====== DATASET ENTRIES ======

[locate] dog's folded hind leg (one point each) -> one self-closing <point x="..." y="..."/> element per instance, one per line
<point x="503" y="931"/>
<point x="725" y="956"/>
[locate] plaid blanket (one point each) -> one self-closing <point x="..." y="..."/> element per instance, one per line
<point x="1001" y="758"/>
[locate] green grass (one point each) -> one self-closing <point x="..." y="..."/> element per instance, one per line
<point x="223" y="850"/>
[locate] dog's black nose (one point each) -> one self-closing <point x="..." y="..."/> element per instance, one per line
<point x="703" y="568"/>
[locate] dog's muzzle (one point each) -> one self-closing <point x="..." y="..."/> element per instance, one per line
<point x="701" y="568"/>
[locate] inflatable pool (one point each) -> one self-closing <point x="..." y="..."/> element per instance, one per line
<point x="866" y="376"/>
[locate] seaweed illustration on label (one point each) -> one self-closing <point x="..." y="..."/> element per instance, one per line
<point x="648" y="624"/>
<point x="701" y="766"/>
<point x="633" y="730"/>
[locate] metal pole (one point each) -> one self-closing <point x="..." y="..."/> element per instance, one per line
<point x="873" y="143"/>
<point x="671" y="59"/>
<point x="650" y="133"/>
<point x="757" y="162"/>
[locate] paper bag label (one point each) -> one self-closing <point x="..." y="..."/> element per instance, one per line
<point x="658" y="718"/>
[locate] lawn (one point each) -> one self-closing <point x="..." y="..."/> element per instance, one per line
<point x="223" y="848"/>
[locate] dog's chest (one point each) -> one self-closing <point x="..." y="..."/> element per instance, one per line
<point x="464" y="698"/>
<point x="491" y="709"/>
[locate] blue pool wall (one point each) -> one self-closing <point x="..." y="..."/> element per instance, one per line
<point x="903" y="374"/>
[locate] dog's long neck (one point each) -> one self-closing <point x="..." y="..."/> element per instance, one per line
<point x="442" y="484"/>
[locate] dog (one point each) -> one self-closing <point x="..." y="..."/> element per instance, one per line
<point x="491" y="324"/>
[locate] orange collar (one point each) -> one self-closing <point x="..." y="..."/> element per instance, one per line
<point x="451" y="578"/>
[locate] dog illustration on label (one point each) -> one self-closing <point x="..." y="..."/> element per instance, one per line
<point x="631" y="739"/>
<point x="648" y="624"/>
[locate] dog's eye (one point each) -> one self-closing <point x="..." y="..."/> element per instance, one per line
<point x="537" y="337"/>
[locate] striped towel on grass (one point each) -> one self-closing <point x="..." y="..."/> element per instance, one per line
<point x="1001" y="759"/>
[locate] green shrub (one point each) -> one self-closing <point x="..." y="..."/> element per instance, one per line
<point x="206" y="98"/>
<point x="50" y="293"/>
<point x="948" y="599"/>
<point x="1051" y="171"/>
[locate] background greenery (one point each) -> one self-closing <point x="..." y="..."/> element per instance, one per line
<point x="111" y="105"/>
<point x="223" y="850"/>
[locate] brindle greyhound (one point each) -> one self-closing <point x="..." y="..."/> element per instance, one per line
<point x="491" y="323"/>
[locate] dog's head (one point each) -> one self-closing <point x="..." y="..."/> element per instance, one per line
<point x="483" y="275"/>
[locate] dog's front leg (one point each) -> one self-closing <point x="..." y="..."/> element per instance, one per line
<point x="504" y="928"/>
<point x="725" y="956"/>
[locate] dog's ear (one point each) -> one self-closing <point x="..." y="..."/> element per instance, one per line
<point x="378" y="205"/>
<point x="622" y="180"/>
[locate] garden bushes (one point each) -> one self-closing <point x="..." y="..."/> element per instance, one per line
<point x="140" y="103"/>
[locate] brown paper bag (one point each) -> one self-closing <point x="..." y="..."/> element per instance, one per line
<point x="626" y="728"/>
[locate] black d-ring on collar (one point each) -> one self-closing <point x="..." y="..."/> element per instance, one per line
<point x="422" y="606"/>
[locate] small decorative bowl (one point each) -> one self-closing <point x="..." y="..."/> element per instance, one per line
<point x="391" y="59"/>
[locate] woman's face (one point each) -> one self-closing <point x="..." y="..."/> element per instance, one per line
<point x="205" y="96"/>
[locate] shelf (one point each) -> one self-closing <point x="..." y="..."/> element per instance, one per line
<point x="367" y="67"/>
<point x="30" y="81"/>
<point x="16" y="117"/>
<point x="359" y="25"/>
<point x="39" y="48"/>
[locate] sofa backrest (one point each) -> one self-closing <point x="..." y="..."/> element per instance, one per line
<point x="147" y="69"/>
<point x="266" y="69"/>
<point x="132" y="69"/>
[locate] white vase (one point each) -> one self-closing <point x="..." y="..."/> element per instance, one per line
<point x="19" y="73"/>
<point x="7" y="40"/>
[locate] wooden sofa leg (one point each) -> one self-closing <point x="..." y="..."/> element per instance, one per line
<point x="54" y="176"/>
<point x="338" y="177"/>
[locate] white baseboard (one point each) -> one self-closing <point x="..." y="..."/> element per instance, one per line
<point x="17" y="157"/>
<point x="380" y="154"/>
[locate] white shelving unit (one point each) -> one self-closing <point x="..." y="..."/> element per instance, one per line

======
====== DATASET ENTRIES ======

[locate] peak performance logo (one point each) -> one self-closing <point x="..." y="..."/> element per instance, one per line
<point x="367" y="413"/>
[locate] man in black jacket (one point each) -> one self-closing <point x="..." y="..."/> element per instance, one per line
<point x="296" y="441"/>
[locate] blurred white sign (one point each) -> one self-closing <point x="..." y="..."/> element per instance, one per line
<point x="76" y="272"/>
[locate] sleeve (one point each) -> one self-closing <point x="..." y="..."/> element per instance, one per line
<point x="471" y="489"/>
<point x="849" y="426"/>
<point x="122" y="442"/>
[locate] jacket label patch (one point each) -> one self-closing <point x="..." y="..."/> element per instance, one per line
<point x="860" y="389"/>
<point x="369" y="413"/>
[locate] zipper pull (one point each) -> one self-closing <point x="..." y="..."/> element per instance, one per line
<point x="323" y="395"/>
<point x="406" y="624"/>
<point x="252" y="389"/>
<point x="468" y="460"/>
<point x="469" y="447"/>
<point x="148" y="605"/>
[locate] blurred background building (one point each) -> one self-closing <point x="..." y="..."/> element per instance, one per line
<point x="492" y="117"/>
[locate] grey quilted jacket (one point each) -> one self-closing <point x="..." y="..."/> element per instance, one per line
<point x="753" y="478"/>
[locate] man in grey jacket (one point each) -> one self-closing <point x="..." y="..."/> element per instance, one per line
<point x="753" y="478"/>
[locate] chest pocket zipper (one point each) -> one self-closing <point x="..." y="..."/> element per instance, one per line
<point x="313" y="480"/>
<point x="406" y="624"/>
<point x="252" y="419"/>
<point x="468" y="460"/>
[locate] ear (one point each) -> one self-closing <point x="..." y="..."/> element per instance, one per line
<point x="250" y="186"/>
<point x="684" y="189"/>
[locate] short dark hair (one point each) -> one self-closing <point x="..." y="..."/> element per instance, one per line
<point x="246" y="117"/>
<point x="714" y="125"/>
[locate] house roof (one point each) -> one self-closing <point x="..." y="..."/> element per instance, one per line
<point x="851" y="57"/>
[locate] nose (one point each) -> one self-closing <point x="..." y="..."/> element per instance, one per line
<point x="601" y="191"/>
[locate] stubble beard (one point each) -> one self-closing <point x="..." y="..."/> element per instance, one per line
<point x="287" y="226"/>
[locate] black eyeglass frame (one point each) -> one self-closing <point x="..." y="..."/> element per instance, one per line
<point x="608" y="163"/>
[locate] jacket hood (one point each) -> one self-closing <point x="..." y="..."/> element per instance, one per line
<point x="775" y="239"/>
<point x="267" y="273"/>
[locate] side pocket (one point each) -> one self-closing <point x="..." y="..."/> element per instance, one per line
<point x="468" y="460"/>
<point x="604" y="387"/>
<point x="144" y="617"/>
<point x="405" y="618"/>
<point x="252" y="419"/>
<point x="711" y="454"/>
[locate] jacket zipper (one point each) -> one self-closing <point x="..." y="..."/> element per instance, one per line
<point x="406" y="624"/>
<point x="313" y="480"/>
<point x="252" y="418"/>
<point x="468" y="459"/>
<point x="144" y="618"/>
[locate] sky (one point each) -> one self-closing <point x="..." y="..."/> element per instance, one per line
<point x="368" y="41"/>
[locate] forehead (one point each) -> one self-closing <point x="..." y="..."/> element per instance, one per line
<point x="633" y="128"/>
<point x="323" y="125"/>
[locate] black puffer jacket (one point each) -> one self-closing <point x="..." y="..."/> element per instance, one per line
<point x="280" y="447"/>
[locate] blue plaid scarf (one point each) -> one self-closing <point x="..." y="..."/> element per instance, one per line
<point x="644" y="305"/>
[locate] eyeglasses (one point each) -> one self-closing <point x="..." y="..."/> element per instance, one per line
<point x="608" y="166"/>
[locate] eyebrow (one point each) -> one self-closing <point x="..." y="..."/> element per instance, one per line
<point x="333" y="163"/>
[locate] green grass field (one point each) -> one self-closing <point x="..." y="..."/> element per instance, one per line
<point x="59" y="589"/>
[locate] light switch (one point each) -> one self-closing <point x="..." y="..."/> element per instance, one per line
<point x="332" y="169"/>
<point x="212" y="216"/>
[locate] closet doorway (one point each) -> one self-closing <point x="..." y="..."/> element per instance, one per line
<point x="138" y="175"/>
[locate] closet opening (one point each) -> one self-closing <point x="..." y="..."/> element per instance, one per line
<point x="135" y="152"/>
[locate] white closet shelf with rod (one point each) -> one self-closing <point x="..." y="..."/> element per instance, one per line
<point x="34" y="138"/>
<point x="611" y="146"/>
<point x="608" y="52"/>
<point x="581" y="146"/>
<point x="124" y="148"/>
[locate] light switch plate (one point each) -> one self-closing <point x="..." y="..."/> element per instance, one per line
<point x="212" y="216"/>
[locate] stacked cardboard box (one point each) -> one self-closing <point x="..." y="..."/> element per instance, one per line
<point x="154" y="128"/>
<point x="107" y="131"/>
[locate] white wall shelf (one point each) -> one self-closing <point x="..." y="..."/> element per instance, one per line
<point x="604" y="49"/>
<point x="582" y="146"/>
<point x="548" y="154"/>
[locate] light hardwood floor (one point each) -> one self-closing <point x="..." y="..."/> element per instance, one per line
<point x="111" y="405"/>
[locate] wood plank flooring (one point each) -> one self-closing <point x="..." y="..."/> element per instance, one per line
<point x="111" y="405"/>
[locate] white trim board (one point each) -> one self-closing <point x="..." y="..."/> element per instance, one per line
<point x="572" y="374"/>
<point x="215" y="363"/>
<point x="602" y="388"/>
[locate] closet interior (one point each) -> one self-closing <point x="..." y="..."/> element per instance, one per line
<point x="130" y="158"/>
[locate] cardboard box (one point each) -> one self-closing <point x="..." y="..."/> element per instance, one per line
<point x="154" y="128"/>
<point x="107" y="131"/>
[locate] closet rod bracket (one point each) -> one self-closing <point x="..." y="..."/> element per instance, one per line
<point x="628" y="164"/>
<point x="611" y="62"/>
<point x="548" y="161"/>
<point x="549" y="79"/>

======

Given the records above, restate word for word only the lines starting at the one with "[locate] wooden sofa" and ending at the one with "[locate] white shelving".

▶ [EXERCISE RESPONSE]:
[locate] wooden sofa leg (one point each) -> one self-closing <point x="..." y="..."/> element per instance, one per line
<point x="54" y="176"/>
<point x="338" y="177"/>
[locate] white baseboard (one point each) -> one self-closing <point x="..." y="..."/> element per instance, one per line
<point x="17" y="157"/>
<point x="380" y="154"/>
[locate] white shelving unit (one point each) -> one self-closing <point x="..." y="..."/> element per instance, one per line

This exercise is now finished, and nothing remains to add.